**Record list:**
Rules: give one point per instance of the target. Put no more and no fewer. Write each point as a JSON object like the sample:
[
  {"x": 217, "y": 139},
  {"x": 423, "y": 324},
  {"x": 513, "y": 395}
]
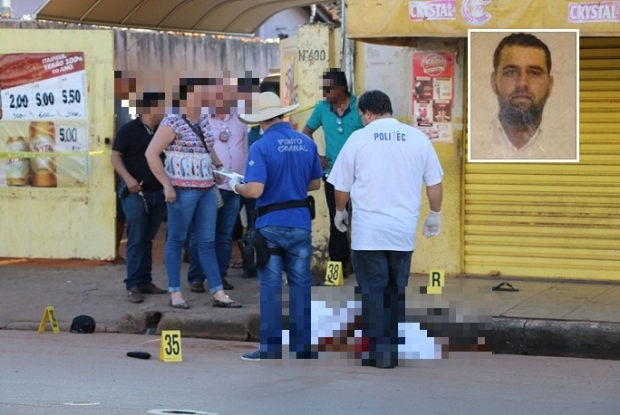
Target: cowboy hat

**Exercise:** Copy the records above word for word, leaving out the pictures.

**Response to this exercise:**
Rules: give one point per instance of the target. Put no more and no fewer. Write each point as a JSON object like the sample:
[
  {"x": 217, "y": 139},
  {"x": 423, "y": 324},
  {"x": 513, "y": 395}
]
Target: cowboy hat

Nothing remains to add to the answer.